Mais c'est d'abord une aventure éditoriale et musicale, qui rappelle combien les bibliothèques recèlent encore de partitions estimables pour affiner l'historiographie autant que renouveler les plaisirs du mélomane, en dehors des sentiers désormais rebattus. Un jour de juillet 2015, un manuscrit daté de 1740 est découvert dans les fonds de la médiathèque Centre-ville de Saint-Denis : il s'agit de la partition d'un opéra-ballet d’André Campra, Le destin du nouveau siècle, jusqu'alors portée disparue. On fait appel à Patrick Bismuth et Hélène Houzel, professeurs au Conservatoire d'Aubervilliers, pour éditer et recréer l'œuvre, avec l'ensemble La Tempesta. Après une première représentation dans la cité francilienne en décembre 2017, au Théâtre de l'Embarcadère, Tourcoing accueille la production, avant que celle-ci ne poursuive sa tournée.
Si l'on situe usuellement Campra entre Lully et Rameau, le présent opus affirme une sensibilité plus proche de l'auteur des Indes galantes, par-delà la forme et la labilité de l'intrigue. En effet, l'intérêt du spectacle ne réside guère dans une dialectique dramaturgique académique : à l'orée d'un nouveau siècle, le dieu du Temps, Saturne, invite les Parques à décider du sort de celui-ci, entre le parti de la Guerre et celui de la Paix. Devant l'indécision des peuples, Pallas, déesse de la Sagesse, prescrit un équilibre entre les deux humeurs politiques pour éviter les excès de chacune, dommageables à la vertu des nations.
La veine mélodique et orchestrale fait le prix d'une partition où l'on goûte des saveurs que le Traité de l'harmonie n'aurait pas reniées, en particulier le balancement tonal des danses ou le traitement privilégié de certains instruments comme le basson, restituées par Patrick Bismuth et ses musiciens avec une belle pondération stylistique, à peine fragilisée par quelques éclats héroïques de trompettes naturelles parfois rétives. L'empreinte du premier musicien officiel de Louis XIV se lit essentiellement dans la vaste Chaconne de la troisième entrée, parente de l'écriture du dernier Lully.
Avec la complicité des lumières de Thomas Chelot et des mouvements chorégraphiques d’Irène Ginger, sur la base de patrons baroques concentrant l'essence de la danse de cour, Jean-Daniel Laval signe une scénographie sobre, délimitée par quelques colonnades pour tout goût antique. Les costumes dessinés par Anne Ruault s'autorisent quelque fantaisie, à l'exemple des cotillons qui déguisent la Paix.
Dominant le plateau vocal, Marc Mauillon cisèle les interventions de Saturne et Mars, bombant le torse du hiératisme avec un sens aigu de la justesse expressive, teintée d'une gourmande pincée d'ironie. L'autre baryton, Thomas Van Essen, affiche un métier solide, davantage que la Paix de Julie Hassler, amoindrie par une passagère méforme hivernale, ou Jean-François Novelli, ténor aux moyens plus calibrés. Claire Lefilliâtre démontre son savoir-faire dans l'apparition de la Sagesse. Quant aux huit voix du chœur, réparties à égalité entre la Paix et la Guerre, elles modèlent des ensembles efficaces, sans négliger la personnalité des individualités.
※
> _Exercices à réaliser_
a) D'après le texte, de quelle année date le manuscrit découvert à la médiathèque Centre-ville de Saint-Denis ?
b) Recopiez tout ce qui va de « Si l'on situe » jusqu'à « vertu des nations. » dans le texte, en substituant « Minerve » à « Pallas ».

> _Matériel fourni_
※
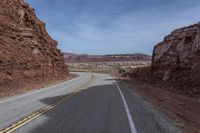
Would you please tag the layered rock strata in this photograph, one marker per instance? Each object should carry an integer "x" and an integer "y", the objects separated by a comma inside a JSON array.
[{"x": 27, "y": 53}]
※
> _Réponses aux exercices_
a) 1740.

b)
Si l'on situe usuellement Campra entre Lully et Rameau, le présent opus affirme une sensibilité plus proche de l'auteur des Indes galantes, par-delà la forme et la labilité de l'intrigue. En effet, l'intérêt du spectacle ne réside guère dans une dialectique dramaturgique académique : à l'orée d'un nouveau siècle, le dieu du Temps, Saturne, invite les Parques à décider du sort de celui-ci, entre le parti de la Guerre et celui de la Paix. Devant l'indécision des peuples, Minerve, déesse de la Sagesse, prescrit un équilibre entre les deux humeurs politiques pour éviter les excès de chacune, dommageables à la vertu des nations.